───── Selected extract
Many of the market-winners do make the world better. Despite famous setbacks, advances in biotech over the past few decades have resulted in longer and better quality of life. The success of WordPress world-wide (25% of all domains) makes it orders of magnitude cheaper to completely own your website, without which you are invisible and voiceless. Amazon’s cloud computing services enable the creation of technical products and services which would be impossible to create a decade ago, both for new startups and 100-year-old companies still reinventing themselves into relevancy.

But many of the winners are a mixed bag. Uber makes entrepreneurs out of under-paid employees who were indentured slaves to the medallion system, but perhaps they are still indentured and still under-paid. Twitter connects people and ideas but kills attention spans. Google puts the world’s information at our fingertips but destroys personal privacy in ways more insidious than most people desire to understand. Self-driving cars will solve traffic, dramatically improve the environment, provide transportation for people who can’t or shouldn’t drive a car, and could even transform the landscape as parking lots and garages being obsolete; they will also destroy millions of jobs in the transportation industry, many of them high salaried relative to the job-holders’ level of institutional education.

Darwinian growth wins by definition; there’s no arguing that, no use crying about it, and government regulation will only delay the inevitable while shifting the location of the winners to other countries.
──────────
───── Dataset records
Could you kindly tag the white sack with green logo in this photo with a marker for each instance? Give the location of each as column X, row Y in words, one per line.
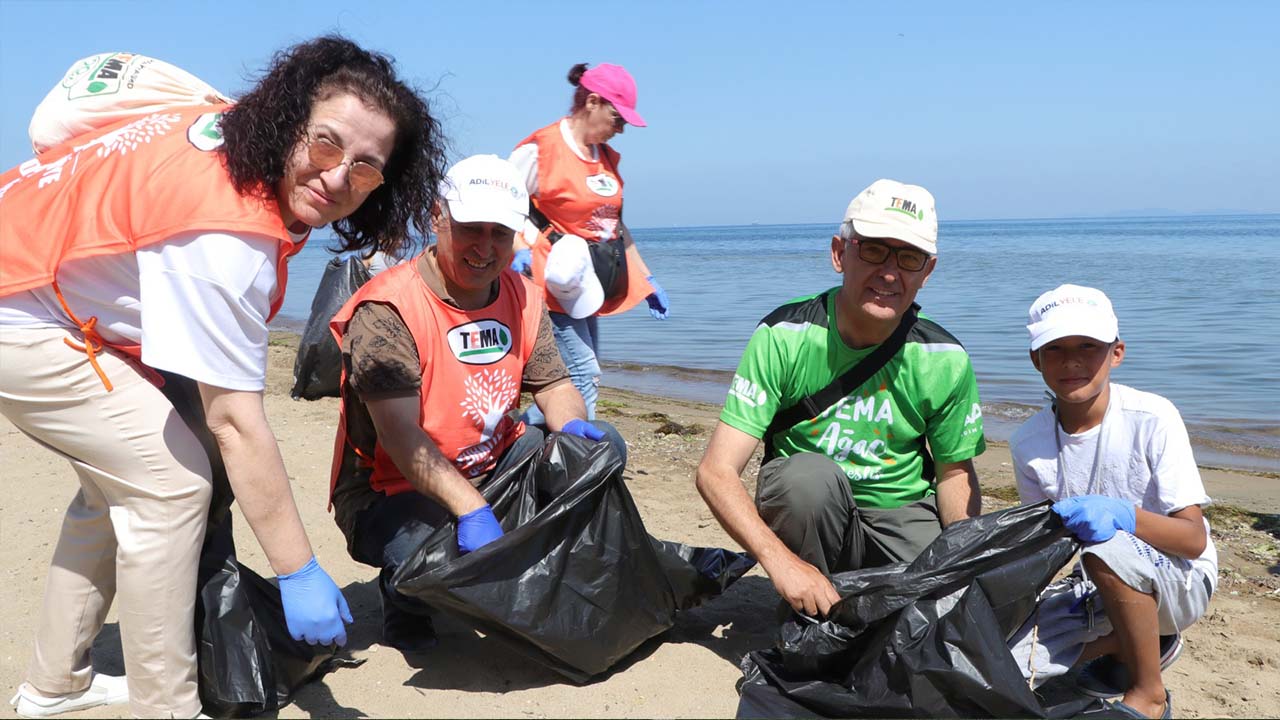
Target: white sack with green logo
column 103, row 89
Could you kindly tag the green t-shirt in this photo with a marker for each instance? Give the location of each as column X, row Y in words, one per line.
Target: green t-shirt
column 877, row 433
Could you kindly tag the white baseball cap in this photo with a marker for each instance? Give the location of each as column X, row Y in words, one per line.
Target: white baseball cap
column 571, row 277
column 1068, row 310
column 485, row 188
column 897, row 210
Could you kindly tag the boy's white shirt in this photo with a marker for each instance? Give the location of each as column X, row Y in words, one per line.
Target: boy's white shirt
column 1146, row 458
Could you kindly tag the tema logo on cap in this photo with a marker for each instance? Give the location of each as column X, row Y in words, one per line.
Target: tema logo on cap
column 906, row 208
column 480, row 343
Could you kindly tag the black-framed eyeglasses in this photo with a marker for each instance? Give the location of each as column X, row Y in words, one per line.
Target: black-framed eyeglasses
column 877, row 253
column 328, row 155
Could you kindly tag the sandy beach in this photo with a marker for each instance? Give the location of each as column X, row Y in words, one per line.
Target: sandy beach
column 1230, row 665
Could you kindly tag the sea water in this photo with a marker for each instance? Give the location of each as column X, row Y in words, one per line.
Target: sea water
column 1198, row 300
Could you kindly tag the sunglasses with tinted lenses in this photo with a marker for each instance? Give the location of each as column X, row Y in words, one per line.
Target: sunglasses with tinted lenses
column 327, row 155
column 877, row 253
column 618, row 121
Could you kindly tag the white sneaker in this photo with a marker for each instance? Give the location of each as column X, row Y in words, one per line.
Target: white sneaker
column 104, row 689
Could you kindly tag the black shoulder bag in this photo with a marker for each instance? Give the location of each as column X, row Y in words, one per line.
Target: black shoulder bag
column 846, row 383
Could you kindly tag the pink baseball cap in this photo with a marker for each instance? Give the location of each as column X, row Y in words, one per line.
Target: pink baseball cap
column 616, row 85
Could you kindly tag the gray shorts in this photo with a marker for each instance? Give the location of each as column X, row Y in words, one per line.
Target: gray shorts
column 1182, row 591
column 1070, row 611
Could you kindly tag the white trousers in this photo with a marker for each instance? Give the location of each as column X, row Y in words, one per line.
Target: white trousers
column 135, row 528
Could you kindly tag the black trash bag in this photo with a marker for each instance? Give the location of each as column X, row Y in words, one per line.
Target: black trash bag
column 247, row 661
column 922, row 639
column 575, row 583
column 318, row 368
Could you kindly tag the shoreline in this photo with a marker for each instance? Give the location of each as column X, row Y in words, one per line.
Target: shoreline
column 707, row 384
column 1228, row 668
column 1001, row 419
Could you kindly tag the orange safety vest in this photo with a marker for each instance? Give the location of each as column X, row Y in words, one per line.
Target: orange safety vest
column 581, row 197
column 472, row 363
column 129, row 185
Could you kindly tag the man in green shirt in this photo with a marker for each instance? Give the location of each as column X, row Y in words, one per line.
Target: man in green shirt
column 876, row 475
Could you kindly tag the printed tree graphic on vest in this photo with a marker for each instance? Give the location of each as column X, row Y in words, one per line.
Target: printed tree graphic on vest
column 490, row 393
column 604, row 222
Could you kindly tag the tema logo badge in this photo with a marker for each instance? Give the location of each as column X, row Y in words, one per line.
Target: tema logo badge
column 480, row 343
column 100, row 74
column 205, row 133
column 603, row 185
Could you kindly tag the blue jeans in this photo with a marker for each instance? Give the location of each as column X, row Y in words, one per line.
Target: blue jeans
column 577, row 342
column 393, row 527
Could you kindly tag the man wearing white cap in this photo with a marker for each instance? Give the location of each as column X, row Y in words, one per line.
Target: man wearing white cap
column 846, row 387
column 435, row 354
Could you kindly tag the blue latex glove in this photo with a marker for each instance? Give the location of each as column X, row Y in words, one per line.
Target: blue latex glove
column 581, row 428
column 657, row 300
column 522, row 261
column 1096, row 518
column 314, row 607
column 478, row 529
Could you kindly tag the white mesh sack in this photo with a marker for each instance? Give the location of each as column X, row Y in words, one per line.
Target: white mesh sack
column 106, row 87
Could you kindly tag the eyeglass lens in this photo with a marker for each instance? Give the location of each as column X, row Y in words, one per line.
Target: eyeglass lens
column 327, row 156
column 877, row 253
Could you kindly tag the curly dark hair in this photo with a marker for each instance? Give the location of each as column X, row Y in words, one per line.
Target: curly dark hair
column 263, row 128
column 580, row 94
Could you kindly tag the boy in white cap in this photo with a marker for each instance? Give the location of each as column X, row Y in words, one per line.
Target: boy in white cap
column 1119, row 466
column 435, row 354
column 846, row 387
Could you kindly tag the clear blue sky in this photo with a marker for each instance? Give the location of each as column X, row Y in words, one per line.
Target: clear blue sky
column 781, row 112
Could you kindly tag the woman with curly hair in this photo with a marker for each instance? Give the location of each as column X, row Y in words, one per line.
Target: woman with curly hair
column 160, row 245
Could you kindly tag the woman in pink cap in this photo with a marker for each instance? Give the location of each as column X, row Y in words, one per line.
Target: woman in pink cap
column 575, row 188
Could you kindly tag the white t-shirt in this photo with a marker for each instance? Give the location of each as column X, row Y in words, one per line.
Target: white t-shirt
column 525, row 158
column 1144, row 458
column 196, row 302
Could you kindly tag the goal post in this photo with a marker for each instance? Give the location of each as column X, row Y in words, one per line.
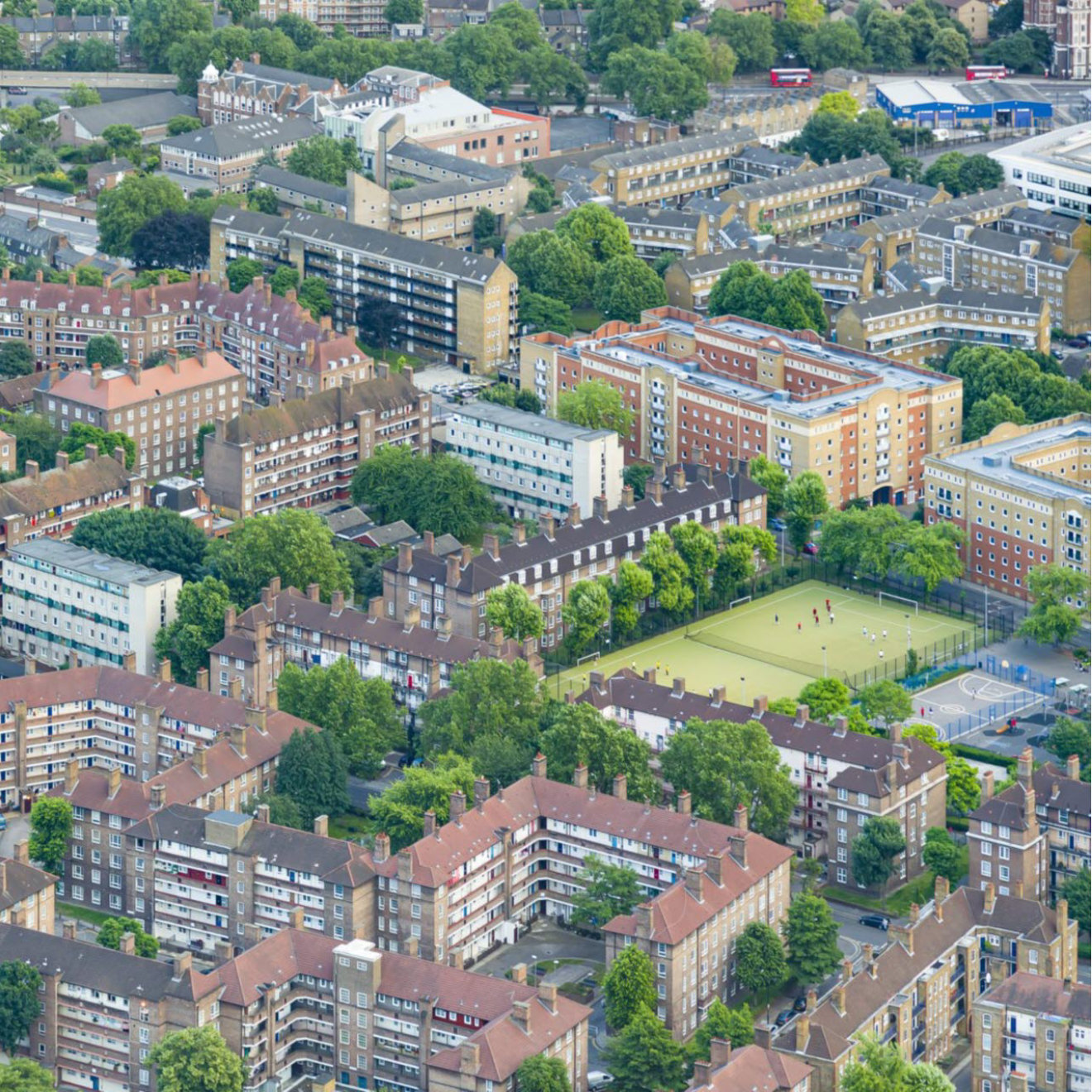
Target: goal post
column 904, row 601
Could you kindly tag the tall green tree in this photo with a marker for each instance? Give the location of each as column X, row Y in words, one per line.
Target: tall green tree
column 812, row 935
column 113, row 928
column 400, row 809
column 153, row 536
column 805, row 502
column 1055, row 591
column 361, row 712
column 313, row 771
column 510, row 610
column 580, row 734
column 195, row 1060
column 596, row 405
column 197, row 627
column 294, row 545
column 22, row 1075
column 19, row 1002
column 438, row 492
column 607, row 890
column 629, row 986
column 724, row 764
column 874, row 850
column 760, row 960
column 50, row 830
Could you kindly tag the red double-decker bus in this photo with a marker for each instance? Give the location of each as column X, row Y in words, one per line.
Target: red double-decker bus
column 791, row 78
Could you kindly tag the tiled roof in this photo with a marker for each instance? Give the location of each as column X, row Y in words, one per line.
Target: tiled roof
column 1043, row 996
column 20, row 881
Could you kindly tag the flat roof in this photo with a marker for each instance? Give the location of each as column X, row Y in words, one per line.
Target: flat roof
column 89, row 563
column 547, row 429
column 995, row 461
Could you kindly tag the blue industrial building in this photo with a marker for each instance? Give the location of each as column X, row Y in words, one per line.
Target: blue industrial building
column 934, row 105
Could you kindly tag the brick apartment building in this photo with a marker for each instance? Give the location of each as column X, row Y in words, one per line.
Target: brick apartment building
column 842, row 778
column 918, row 327
column 290, row 626
column 424, row 586
column 1032, row 1032
column 53, row 502
column 160, row 409
column 304, row 451
column 401, row 1021
column 711, row 390
column 1034, row 836
column 27, row 894
column 276, row 345
column 1021, row 494
column 689, row 932
column 109, row 717
column 248, row 89
column 920, row 990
──────────
* **Instruction 1**
In two sentences, summarize the passage on market winners.
* **Instruction 2**
Turn the paragraph of the market-winners passage that opens "But many of the winners are a mixed bag" into a bulleted list that keeps its main facts.
* **Instruction 3**
Write the next part of the passage on market winners, picking up after its final sentence.

* **Response 1**
Many market winners make the world better, as advances in biotech, the worldwide success of WordPress, and Amazon's cloud computing services show. Others, such as Uber, Twitter, Google, and self-driving cars, are a mixed bag of benefits and harms, yet Darwinian growth wins by definition, and government regulation will only delay it while shifting the winners to other countries.

* **Response 2**
Many winners are a mixed bag:
- Uber makes entrepreneurs of under-paid employees who were bound to the medallion system, though they may still be indentured and under-paid.
- Twitter connects people and ideas but kills attention spans.
- Google puts the world's information at our fingertips but destroys personal privacy in insidious ways.
- Self-driving cars will solve traffic, greatly improve the environment, and provide transportation for people who can't or shouldn't drive. They could also make parking lots and garages obsolete. At the same time, they will destroy millions of transportation jobs, many of them well paid relative to the workers' level of institutional education.

* **Response 3**
It’s up to we entrepreneurs and employees both, to ask whether growth is sufficient. Whether we stop at growth metrics or whether we accept additional objectives. Whether our companies will uphold other values as being inalienable and unassailable, allowing those additional values to drive our most important decisions, and asking growth to be compatible with those values.

The real question is not how to retard growth in submission to other values, but rather how to use our insistence on other values to drive growth.

Small: Buffer is a 5-year old company with profits and growth, in the overcrowded space of “Social Media Tools,” with a product that’s not particularly special or unique (sorry guys, love you but it’s true!), where talent nevertheless beats their door down to work there even in cases where they know ahead of time they’ll take a pay-cut (because salaries are set by a formula). This is not because Buffer’s product is “changing the world” but because of the company’s devotion to complete transparency and positivity, being honest about struggles and successes, and of employees’ health and well-being. This is growth driven by values.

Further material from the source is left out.